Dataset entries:

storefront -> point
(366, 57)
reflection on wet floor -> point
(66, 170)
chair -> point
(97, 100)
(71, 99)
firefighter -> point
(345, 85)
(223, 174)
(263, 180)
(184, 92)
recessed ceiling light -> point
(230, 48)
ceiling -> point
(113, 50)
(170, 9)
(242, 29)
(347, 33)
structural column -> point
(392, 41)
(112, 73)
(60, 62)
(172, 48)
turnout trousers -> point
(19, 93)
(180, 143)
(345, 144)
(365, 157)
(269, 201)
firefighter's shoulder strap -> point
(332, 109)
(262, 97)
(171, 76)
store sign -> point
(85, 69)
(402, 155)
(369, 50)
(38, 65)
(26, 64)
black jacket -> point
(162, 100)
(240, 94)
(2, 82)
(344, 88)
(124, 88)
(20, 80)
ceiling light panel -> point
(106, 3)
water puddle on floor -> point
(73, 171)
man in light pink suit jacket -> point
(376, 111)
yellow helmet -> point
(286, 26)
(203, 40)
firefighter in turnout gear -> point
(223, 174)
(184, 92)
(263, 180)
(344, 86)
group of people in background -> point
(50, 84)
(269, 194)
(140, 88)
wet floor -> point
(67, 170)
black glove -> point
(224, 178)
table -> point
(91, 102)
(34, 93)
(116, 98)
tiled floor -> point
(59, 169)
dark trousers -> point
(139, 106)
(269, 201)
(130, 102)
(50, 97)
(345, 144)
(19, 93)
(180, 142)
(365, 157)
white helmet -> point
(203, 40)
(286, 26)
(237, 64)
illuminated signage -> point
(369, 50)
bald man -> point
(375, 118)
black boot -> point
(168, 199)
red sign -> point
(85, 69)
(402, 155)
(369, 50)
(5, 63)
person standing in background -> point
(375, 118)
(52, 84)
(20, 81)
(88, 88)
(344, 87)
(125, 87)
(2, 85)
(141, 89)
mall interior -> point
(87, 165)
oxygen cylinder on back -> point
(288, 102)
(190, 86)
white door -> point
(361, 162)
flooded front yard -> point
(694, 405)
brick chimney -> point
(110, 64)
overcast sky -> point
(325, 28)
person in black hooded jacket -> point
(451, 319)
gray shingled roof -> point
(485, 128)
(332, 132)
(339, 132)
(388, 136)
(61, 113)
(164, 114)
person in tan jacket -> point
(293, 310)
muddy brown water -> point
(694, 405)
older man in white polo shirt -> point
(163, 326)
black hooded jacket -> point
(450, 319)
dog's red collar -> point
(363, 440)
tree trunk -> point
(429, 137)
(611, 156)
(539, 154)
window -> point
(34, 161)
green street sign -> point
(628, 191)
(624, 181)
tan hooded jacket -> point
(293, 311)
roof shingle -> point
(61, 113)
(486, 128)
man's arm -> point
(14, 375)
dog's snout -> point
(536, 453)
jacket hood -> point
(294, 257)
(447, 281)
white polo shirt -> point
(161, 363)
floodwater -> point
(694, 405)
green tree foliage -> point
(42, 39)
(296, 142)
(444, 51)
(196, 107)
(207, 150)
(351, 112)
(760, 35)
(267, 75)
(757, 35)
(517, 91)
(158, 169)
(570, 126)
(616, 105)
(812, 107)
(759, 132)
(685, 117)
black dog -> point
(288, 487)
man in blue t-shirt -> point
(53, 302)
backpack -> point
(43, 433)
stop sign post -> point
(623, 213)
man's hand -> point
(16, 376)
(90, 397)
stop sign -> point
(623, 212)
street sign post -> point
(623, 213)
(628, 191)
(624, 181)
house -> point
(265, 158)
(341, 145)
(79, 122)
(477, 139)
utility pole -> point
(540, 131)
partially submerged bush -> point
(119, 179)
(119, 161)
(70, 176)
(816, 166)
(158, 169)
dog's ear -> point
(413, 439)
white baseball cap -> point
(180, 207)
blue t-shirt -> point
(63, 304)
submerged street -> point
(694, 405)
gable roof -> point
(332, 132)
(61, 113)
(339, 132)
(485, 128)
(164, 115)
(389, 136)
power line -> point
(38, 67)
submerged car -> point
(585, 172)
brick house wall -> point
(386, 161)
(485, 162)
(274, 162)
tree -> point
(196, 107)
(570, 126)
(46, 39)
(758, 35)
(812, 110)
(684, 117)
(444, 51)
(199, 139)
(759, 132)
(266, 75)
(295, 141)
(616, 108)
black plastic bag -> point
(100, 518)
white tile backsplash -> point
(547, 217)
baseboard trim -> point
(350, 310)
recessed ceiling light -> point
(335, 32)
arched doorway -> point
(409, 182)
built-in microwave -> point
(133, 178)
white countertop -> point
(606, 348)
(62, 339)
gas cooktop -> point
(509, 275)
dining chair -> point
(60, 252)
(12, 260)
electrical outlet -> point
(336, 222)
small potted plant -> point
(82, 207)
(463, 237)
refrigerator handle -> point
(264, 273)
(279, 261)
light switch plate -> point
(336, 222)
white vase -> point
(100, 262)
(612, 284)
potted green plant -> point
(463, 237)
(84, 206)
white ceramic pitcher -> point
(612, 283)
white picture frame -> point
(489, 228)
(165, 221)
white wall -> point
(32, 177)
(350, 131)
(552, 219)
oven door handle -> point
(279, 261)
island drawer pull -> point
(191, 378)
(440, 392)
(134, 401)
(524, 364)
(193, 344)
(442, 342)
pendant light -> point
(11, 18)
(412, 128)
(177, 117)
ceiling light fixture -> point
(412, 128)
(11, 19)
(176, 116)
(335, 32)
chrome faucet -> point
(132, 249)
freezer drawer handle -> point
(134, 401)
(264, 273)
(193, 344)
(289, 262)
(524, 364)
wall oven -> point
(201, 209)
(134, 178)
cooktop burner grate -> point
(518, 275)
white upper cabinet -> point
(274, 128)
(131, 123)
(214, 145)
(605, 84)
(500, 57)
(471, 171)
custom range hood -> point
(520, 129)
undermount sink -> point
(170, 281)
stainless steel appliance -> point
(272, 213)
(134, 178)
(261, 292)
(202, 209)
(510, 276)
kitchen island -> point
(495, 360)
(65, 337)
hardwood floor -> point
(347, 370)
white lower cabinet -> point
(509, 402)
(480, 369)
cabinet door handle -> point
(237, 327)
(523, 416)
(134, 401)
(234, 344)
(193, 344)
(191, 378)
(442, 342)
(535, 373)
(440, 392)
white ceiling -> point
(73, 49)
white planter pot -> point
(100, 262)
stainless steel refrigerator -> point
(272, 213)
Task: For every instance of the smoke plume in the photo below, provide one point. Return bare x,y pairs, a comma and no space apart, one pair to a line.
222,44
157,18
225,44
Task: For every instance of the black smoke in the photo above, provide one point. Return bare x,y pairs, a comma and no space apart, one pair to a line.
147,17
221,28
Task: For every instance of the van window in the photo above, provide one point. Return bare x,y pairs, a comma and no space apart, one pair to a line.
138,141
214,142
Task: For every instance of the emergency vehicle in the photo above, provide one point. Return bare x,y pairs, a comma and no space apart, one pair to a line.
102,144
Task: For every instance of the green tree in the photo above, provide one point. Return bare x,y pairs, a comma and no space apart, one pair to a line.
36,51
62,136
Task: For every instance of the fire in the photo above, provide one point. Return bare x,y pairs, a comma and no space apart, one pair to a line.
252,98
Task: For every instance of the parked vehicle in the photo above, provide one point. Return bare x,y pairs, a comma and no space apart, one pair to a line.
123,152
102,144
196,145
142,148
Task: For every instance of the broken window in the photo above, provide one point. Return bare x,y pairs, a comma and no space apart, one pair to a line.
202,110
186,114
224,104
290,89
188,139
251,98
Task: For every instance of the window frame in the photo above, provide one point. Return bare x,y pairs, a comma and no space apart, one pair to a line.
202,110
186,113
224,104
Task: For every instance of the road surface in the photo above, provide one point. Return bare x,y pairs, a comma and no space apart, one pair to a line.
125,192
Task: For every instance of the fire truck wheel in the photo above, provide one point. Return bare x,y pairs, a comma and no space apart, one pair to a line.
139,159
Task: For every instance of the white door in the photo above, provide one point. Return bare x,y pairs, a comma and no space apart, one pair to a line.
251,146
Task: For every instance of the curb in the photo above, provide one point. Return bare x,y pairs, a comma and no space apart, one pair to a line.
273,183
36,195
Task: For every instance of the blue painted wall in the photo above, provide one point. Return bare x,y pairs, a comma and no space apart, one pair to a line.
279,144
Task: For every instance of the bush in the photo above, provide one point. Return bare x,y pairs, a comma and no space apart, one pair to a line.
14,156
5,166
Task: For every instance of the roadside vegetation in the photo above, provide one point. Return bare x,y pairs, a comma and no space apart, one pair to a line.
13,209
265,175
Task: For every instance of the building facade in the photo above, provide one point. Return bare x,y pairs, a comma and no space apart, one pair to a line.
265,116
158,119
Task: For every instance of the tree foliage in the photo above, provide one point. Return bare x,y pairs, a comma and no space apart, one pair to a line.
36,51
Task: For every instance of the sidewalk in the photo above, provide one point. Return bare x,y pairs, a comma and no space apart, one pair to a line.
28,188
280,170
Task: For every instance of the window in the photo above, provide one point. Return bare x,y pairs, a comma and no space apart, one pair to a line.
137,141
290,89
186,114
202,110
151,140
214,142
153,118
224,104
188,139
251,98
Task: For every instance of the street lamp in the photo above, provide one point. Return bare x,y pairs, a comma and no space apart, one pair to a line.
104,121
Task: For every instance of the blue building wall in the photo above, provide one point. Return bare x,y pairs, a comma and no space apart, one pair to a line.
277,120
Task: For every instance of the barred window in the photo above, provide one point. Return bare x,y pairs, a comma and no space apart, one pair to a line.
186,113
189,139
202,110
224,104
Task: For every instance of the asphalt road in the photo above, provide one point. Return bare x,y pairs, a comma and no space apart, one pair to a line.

§ **Goal of the exercise**
Starting at the line that contains "Task: For every instance of the barred", return every line through the last one above, exactly as written.

§ **Final answer**
Task: For every instance of the barred window in the photo above, provide one point. Return bare x,y pairs, a comma and no space apart, one pair to a line.
186,113
189,139
202,110
224,104
Task: For every instance of the asphalt road in the photo above, provide one point. Return bare x,y pairs, a comma and no space apart, one pair to a line.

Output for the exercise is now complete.